*Given records*:
*-*-*

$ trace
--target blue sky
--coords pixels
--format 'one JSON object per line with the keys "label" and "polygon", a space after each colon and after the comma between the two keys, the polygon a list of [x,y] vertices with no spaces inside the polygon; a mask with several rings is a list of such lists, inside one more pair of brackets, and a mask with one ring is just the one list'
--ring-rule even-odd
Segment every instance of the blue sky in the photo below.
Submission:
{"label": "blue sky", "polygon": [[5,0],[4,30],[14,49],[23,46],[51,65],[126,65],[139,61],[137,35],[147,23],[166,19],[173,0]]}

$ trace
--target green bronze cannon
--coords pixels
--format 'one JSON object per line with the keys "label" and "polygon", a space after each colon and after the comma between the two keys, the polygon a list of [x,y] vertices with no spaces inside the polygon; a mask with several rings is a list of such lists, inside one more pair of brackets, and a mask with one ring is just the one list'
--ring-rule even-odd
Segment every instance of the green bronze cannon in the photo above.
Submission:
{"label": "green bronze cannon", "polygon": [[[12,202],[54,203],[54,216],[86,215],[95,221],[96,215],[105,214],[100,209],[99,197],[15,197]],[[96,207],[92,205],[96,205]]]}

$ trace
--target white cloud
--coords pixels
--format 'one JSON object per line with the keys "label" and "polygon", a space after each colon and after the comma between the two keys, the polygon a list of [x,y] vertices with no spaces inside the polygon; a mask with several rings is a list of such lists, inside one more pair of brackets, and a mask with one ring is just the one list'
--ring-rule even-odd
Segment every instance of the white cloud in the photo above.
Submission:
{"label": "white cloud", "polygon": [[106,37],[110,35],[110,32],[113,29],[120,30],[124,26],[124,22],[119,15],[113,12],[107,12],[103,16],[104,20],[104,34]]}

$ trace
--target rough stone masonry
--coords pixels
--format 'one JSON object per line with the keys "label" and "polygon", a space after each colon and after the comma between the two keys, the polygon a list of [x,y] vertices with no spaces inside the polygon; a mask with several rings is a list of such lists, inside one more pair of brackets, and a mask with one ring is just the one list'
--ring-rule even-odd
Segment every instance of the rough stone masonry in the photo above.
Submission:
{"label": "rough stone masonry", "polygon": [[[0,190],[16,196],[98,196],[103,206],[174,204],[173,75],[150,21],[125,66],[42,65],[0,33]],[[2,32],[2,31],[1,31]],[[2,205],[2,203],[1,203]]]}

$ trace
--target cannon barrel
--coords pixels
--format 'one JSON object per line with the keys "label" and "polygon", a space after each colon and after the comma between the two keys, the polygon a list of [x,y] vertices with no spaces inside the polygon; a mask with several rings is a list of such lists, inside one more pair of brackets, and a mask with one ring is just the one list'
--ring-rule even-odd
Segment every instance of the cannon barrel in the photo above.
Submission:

*-*-*

*Aim of the task*:
List each line above that contains the string "cannon". Case counts.

*Exercise output*:
--target green bronze cannon
Segment every instance of the green bronze cannon in the photo above.
{"label": "green bronze cannon", "polygon": [[[12,202],[54,203],[54,216],[86,215],[95,221],[96,215],[105,214],[100,209],[99,197],[15,197]],[[96,207],[92,205],[96,205]]]}
--target cannon barrel
Segment every instance of the cannon barrel in the photo above.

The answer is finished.